▶ **Page extract**
Joint models with multiple markers and multiple time-to-event outcomes

dummy slide

Introduction

Research

Work as a postdoc on applying variational approximations in biostatistics.

Variational approximations will be introduced later.

Present joint work with Birzhan Akynkozhayev, Mark Clements, Keith Humphreys, and Hedvig Kjellström.

General Problem

Observe longitudinal outcomes at discrete points in time for individuals or firms and want to model the process.

Will call these markers.

The value of the outcome may depend on

Informative drop-out (e.g. merger and default).
The observation points (e.g. more frequent observations may have “better” values).

Want to account for this.

General Problem (Cont.)

Interested in the relation between discretely observed longitudinal variables and the time to terminal or recurrent events.

E.g. default, merger, employment, etc.

Want to account for longitudinal variables being observed at different points and in different frequencies for the individuals.

The method can be seen as a form of imputation.

Example

Quantify association between breast cancer and breast density and other variables.

Is the risk related to

long periods of higher than normal density,
the current density only or
large changes over a short period of time?

Informative Observation Process

Markers may be related to the likelihood of an observation and the risk of the terminal event of interest.

People with a worse health status may tend to have worse marker values and have more measurements.

Leads to at least two time-to-event outcomes of interest.

The terminal event (say death) and the observation process.

Multiple Types

The population registers and research questions seldom leaves us with only one marker of interest.

We may want to decompose a terminal event into competing events.

E.g. merger, liquidation and default.

▶ **Data**
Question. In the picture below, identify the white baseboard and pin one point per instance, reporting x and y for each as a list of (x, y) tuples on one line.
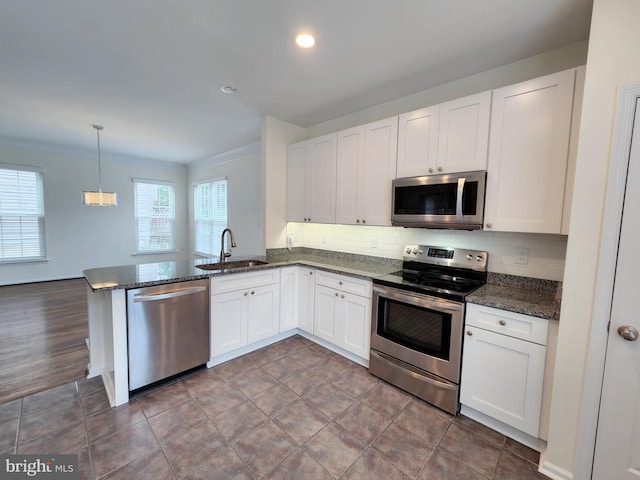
[(553, 471)]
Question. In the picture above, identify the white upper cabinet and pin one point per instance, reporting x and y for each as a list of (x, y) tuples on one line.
[(350, 160), (418, 142), (366, 166), (463, 136), (528, 151), (447, 138), (298, 203), (311, 180)]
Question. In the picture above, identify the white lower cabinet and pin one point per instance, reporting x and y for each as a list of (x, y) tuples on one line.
[(342, 317), (288, 298), (306, 295), (503, 366), (245, 308)]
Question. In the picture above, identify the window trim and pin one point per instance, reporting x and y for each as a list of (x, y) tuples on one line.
[(172, 248), (42, 237)]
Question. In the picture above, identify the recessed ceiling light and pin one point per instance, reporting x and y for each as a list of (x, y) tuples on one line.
[(305, 40)]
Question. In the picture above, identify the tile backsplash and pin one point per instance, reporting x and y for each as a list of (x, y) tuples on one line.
[(522, 254)]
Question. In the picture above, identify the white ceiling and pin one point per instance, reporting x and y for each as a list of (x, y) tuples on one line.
[(150, 71)]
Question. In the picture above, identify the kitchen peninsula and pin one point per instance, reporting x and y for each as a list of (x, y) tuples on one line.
[(107, 305), (107, 293)]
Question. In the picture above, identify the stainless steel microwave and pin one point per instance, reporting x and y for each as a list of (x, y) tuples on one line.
[(454, 201)]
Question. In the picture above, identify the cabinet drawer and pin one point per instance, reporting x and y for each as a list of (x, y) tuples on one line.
[(517, 325), (238, 281), (344, 283)]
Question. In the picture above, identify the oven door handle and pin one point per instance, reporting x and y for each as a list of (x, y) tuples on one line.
[(412, 298), (461, 182), (416, 374)]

▶ **Prompt A**
List every collaborator named in the joint work presented in the slides on joint models.
▶ **Prompt B**
In the slides on joint models, rewrite the passage from "Is the risk" up to and including "outcomes of interest.", replacing "measurements" with "clinic visits".
▶ **Prompt C**
Pick up the slides on joint models with multiple markers and time-to-event outcomes after their last line and carry them forward.
The data above play no part in this work.

▶ **Answer section A**
Birzhan Akynkozhayev, Mark Clements, Keith Humphreys, Hedvig Kjellström

▶ **Answer section B**
Is the risk related to

long periods of higher than normal density,
the current density only or
large changes over a short period of time?

Informative Observation Process

Markers may be related to the likelihood of an observation and the risk of the terminal event of interest.

People with a worse health status may tend to have worse marker values and have more clinic visits.

Leads to at least two time-to-event outcomes of interest.

▶ **Answer section C**
Goal

Have a method and implementation that

Supports multiple markers.
Supports multiple time-to-event outcomes (recurrent and competing events).
Supports delayed entry (some are observed conditional on an event not having occurred).
Is scalable and fast.

We are not aware of any software that that satisfy all four criteria.

Joint Models

Overview

Use random effects to link the markers and the time-to-event outcomes.

Will have sub-models for each.

Introduce the marker and time-to-event sub-models.

Highlight possible relations and assumptions.

Example: Population Curve

The population mean curve with 95% pointwise probability intervals for the individuals’ mean curves.

Example: Population Curve

The population mean curve with pointwise quantiles for the individuals’ mean curves and the curve for one individual with the observed values.

Example: Population Curve

The population mean curve with pointwise quantiles for the individuals’ mean curves and with curves for three individuals and their observed values.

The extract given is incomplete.